= ASSIGNMENT =
Copy out each line of the data below in which "negative" appears.

[Records contained in a dataset]
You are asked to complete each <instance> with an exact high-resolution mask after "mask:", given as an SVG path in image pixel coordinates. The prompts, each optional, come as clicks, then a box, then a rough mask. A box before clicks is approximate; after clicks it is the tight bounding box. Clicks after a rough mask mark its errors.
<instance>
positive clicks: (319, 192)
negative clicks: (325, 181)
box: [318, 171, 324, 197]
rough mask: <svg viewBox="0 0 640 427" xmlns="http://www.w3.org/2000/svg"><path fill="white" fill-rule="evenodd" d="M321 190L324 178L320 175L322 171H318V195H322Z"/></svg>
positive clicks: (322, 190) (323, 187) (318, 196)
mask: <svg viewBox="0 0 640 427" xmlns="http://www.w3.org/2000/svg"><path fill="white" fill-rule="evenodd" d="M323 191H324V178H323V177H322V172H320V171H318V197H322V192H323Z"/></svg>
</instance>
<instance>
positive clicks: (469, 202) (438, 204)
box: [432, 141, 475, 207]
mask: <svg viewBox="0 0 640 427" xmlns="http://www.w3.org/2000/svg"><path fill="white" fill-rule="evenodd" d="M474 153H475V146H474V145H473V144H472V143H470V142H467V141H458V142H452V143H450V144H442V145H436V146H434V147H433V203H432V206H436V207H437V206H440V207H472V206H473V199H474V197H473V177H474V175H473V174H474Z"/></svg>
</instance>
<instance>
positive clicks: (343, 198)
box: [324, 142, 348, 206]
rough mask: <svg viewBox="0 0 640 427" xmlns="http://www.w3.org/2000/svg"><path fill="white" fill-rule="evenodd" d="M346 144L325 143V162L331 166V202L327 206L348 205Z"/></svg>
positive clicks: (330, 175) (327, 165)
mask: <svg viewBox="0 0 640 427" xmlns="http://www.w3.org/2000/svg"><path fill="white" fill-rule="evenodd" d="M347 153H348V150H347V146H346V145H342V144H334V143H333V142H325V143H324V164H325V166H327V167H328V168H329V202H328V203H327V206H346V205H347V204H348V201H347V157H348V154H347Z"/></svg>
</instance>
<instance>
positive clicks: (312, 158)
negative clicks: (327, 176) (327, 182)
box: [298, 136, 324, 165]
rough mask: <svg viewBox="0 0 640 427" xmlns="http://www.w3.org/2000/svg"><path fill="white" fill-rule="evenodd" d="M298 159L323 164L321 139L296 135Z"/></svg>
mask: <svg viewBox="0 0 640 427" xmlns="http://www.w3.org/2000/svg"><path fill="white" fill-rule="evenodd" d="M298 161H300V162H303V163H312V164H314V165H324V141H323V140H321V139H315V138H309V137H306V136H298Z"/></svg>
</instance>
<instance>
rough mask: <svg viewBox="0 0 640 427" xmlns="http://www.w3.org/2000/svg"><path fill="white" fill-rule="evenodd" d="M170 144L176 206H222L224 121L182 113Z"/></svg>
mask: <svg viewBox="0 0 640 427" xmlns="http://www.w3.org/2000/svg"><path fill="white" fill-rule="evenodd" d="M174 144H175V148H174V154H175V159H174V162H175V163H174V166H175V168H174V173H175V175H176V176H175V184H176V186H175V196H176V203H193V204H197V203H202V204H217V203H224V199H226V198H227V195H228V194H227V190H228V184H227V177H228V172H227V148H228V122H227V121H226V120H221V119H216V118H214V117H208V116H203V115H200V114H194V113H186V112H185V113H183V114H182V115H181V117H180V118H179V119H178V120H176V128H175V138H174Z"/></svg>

= RESPONSE TO THE TASK =
negative clicks: (325, 181)
negative clicks: (327, 176) (327, 182)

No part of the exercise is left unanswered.